> **Data provided**:
· · · · · · ·

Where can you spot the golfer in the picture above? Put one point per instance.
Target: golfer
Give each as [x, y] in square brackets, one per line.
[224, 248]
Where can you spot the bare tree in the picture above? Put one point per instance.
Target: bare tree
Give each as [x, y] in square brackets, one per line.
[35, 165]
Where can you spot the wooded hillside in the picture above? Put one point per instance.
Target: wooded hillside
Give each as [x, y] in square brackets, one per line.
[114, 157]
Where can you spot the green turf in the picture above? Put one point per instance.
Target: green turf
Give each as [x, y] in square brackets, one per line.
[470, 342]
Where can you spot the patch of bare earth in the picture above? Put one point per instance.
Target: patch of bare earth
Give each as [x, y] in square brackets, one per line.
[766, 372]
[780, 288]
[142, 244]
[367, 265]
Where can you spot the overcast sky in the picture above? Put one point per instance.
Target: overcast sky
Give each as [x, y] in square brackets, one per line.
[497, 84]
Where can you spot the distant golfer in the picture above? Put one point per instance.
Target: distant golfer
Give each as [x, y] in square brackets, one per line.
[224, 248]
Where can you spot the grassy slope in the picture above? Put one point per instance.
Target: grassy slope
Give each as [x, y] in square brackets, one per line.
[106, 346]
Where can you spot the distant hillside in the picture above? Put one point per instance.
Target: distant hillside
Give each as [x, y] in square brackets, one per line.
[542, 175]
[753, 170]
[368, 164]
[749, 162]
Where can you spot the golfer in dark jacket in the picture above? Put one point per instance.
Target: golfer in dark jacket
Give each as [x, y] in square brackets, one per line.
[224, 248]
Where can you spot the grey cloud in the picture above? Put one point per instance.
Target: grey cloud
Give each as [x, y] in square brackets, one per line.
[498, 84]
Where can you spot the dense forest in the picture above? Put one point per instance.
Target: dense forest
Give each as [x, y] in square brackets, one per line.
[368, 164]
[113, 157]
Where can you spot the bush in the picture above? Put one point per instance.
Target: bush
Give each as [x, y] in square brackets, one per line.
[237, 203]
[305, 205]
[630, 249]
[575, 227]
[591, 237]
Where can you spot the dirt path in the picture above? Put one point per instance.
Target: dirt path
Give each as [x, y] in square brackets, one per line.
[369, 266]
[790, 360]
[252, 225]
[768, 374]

· · · · · · ·

> **What to produce**:
Return the whole listing exactly, with every line included.

> **Exercise answer**:
Where can you spot the golfer in the picture above? Put one point per instance.
Target: golfer
Give each as [x, y] in square brackets, one per line.
[224, 248]
Where can you spot the bare tree in the picture above? Put one point per instance.
Target: bare tree
Give each as [x, y] in square brackets, one per line.
[35, 165]
Where can you spot the wooded hillside in the picture above? Put one point per instance.
Target: wooded hillside
Give each as [x, y] in square brackets, one per line.
[114, 157]
Where can you spot the green turf in the picture above? Put one point per instance.
Target: green turf
Give each as [x, y] in square brackets, one per line.
[470, 342]
Where can you spot the patch of bare earth in the picture above? Put one point per instance.
Target: patch of bare earth
Give each as [x, y] in square brackets, one per line.
[766, 372]
[780, 288]
[142, 244]
[367, 265]
Where can you spot the overcast sky in the picture above? Put one point per instance.
Target: overcast sky
Give each as [x, y] in square brackets, one per line.
[497, 84]
Where can you spot the distant golfer in the picture above? Put one point per instance.
Target: distant golfer
Give each as [x, y] in square brackets, one per line.
[224, 248]
Where can you spot the grassy slope in the picture above? Put one point per instance.
Target: grassy slope
Give each as [x, y] in square brackets, one per line.
[106, 346]
Where can you spot the distant hillside in the picture above? Put one point per instance.
Target: distant hillside
Give each as [x, y] in square brackets, one per line.
[542, 175]
[753, 170]
[368, 164]
[749, 162]
Where can you spot the golfer in dark jacket in the picture above? Put one point per instance.
Target: golfer in dark jacket
Give each as [x, y] in square brackets, one per line.
[224, 248]
Where can you spot the grey cloud in the picture above? Put one point per instance.
Target: grey cloud
Give each as [x, y] in square brackets, one per line.
[498, 84]
Where can you spot the dense forest in the picture above? Put one point per instance.
Target: dense forest
Give each as [x, y] in square brackets, one per line.
[368, 164]
[113, 157]
Where can you spot the bush in the picture above? Put one point per instance.
Target: bush
Give each as [x, y] in square brackets, one per line.
[237, 203]
[305, 205]
[630, 249]
[575, 227]
[591, 237]
Where can you spot the dirt path in the picture above? Put one point per instance.
Target: dirt path
Give each as [x, y] in square brackets, one per line.
[369, 266]
[790, 360]
[252, 225]
[768, 374]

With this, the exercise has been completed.